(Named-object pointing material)
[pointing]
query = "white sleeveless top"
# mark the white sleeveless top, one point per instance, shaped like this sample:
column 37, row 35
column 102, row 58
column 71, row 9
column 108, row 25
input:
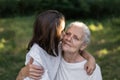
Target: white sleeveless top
column 76, row 71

Your task:
Format every line of the material above as a JSON list of strings, one string per line, with blank lines dropped. Omit the pictures from your answer.

Complete answer:
[
  "[pointing]",
  "query = \"white sleeveless top\"",
  "# mark the white sleeveless top, one point per instance, shaped like this sample:",
  "column 37, row 35",
  "column 102, row 58",
  "column 71, row 9",
  "column 108, row 25",
  "input:",
  "Target: white sleeveless top",
  "column 76, row 71"
]